(Dataset records about object locations)
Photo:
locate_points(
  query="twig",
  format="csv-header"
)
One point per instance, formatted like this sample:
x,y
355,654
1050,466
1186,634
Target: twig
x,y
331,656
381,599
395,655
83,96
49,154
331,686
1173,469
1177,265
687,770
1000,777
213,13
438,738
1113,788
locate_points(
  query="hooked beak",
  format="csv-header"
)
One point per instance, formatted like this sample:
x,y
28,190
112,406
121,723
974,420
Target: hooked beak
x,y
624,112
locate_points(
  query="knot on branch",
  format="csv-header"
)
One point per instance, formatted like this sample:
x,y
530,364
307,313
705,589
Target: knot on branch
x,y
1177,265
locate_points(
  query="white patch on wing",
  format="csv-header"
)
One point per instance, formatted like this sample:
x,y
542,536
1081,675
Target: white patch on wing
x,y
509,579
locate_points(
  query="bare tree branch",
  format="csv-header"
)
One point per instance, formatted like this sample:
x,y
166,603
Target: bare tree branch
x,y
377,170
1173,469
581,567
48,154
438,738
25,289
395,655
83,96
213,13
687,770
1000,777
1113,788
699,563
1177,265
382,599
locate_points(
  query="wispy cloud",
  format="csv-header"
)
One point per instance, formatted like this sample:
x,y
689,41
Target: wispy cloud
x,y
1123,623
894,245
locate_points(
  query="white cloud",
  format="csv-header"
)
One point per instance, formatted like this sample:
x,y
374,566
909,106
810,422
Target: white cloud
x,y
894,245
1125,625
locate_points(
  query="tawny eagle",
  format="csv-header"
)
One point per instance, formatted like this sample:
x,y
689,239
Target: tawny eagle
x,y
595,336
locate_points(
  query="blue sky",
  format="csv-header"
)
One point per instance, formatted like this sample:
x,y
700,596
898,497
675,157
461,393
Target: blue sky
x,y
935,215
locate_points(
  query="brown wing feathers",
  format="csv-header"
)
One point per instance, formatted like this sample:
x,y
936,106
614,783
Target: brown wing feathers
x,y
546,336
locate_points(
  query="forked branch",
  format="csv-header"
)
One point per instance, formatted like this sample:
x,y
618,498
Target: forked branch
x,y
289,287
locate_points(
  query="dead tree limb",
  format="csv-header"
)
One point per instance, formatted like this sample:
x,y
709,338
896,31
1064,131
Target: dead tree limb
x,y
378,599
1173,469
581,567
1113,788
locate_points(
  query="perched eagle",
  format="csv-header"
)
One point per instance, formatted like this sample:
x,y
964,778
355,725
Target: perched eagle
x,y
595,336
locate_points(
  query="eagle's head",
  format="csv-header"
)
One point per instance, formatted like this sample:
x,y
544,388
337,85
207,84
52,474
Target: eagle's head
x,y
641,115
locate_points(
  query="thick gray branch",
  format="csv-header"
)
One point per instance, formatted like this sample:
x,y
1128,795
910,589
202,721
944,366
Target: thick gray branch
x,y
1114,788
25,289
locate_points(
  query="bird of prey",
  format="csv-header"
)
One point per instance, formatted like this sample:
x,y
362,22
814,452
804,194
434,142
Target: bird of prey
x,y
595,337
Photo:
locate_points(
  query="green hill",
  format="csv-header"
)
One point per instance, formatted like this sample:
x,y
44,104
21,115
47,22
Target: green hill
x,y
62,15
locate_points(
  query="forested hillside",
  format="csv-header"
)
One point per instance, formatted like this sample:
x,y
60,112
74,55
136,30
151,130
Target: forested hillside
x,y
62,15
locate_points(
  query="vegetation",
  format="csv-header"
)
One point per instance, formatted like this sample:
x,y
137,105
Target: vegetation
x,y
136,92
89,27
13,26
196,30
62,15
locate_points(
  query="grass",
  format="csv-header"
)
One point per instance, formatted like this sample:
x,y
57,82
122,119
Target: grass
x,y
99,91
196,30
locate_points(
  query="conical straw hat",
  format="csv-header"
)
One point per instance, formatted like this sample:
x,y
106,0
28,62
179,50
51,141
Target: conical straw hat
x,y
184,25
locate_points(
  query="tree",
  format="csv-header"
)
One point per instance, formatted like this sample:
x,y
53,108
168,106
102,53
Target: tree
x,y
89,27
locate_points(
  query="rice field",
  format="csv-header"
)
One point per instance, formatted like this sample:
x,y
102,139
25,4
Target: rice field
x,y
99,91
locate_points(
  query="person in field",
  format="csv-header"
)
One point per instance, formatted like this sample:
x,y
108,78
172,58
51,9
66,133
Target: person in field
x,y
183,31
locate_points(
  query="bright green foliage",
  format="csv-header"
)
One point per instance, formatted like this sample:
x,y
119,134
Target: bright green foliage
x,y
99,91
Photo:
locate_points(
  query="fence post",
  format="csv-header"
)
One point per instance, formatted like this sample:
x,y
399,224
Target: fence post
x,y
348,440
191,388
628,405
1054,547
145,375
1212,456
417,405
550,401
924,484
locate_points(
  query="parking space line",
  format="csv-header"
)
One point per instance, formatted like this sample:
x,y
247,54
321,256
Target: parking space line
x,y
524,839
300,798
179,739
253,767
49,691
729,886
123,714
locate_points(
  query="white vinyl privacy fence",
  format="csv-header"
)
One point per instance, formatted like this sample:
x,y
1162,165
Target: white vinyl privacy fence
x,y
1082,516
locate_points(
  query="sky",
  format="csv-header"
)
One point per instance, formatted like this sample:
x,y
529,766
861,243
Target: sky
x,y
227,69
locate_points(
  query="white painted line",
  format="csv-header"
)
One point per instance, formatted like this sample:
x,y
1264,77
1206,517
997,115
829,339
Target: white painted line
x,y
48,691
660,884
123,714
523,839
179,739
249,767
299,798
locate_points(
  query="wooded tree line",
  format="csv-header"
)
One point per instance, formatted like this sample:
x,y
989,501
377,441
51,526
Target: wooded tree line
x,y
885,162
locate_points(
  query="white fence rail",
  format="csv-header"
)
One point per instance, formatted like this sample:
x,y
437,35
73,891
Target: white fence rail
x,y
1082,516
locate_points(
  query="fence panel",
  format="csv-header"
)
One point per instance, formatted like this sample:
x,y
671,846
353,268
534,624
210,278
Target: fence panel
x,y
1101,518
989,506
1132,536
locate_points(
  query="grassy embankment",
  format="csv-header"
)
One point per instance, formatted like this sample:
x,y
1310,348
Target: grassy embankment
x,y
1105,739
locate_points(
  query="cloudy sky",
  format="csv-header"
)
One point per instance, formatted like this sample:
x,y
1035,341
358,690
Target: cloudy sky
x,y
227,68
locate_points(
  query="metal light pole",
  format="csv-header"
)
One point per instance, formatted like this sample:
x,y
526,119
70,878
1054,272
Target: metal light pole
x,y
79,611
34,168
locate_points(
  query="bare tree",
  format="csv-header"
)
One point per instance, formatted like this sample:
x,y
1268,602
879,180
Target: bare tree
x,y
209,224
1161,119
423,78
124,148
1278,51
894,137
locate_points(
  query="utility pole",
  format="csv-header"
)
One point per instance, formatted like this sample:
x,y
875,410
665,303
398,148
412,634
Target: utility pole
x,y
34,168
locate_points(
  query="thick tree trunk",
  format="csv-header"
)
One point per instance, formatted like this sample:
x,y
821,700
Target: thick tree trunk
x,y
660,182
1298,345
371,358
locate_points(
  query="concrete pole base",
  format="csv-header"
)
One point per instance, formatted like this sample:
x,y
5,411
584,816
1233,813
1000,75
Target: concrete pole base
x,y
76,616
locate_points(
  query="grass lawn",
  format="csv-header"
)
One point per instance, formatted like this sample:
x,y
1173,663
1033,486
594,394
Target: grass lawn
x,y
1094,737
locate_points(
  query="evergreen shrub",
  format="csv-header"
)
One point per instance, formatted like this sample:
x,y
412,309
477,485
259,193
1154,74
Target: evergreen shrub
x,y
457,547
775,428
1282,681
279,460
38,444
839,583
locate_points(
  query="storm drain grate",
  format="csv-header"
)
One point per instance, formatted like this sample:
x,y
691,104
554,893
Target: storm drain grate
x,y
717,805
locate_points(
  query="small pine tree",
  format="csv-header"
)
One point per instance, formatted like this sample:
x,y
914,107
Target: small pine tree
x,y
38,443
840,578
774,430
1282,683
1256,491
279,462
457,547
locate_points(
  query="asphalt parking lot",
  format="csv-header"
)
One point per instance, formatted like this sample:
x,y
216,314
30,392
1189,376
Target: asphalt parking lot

» **Task to complete**
Pull out every line in the material above that contains the string "panel" and list them.

» **Solved problem**
  query="fence panel",
Target: fence panel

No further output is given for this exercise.